Try it: Could you copy out every line of the data where the word "badge" occurs?

The records:
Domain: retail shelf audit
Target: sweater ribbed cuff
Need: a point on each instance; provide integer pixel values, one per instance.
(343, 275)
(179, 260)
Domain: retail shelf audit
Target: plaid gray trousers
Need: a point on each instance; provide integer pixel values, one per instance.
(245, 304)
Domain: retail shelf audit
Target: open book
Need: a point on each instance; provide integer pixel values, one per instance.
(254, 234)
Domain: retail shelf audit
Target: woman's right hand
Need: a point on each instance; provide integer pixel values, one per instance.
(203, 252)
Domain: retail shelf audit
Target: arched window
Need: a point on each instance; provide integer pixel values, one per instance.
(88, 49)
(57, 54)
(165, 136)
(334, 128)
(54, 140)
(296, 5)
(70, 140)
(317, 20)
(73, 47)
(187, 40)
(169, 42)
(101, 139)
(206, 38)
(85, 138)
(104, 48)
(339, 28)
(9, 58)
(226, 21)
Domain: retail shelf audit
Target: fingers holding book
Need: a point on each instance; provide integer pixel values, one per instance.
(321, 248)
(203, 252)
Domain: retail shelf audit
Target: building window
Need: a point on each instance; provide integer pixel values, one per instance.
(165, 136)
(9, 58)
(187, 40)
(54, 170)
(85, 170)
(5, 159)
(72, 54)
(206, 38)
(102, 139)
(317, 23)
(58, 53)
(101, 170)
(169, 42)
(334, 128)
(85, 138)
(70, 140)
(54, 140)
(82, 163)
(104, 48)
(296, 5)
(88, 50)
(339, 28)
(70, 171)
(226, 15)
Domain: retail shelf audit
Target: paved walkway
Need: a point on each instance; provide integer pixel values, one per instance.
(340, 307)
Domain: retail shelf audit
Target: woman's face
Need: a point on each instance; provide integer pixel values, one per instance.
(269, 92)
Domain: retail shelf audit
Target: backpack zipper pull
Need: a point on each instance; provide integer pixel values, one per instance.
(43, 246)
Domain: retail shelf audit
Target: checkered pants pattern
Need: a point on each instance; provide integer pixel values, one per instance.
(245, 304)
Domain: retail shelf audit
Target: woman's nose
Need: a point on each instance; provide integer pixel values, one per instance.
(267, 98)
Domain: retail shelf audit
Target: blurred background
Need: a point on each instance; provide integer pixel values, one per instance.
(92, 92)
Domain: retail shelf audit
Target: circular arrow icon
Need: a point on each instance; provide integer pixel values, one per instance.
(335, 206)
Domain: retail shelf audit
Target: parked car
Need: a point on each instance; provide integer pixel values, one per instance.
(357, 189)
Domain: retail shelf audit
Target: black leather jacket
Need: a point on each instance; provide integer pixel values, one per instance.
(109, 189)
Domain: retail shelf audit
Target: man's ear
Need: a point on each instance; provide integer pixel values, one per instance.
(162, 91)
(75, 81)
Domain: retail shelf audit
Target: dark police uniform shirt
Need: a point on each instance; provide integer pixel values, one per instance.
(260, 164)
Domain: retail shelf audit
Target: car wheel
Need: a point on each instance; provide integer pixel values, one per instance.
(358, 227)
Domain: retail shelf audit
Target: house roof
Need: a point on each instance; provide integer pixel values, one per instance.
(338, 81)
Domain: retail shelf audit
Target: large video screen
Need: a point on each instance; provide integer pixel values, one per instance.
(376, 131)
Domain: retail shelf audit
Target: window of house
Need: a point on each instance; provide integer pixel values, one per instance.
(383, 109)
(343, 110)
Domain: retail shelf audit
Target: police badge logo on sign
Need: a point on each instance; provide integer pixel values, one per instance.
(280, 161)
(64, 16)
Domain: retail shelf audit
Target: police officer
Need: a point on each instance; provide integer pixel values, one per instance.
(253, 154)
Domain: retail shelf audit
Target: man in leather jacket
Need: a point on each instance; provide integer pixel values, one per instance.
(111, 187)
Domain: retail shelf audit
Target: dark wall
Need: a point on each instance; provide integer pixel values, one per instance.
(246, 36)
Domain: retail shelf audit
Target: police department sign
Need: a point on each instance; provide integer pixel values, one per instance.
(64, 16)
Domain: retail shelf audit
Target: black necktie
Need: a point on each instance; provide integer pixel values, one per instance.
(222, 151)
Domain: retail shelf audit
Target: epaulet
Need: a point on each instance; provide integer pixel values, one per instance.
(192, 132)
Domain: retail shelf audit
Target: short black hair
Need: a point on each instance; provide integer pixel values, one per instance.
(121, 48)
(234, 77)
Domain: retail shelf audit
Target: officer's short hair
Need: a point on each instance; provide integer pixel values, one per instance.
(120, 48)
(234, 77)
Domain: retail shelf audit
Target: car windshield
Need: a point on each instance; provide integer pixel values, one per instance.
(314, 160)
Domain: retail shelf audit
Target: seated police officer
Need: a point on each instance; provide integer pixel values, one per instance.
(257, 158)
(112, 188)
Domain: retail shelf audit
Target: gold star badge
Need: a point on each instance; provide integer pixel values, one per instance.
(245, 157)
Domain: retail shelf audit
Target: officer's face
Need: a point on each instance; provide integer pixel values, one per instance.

Your solution:
Target: police badge logo on sign
Target: gold star badge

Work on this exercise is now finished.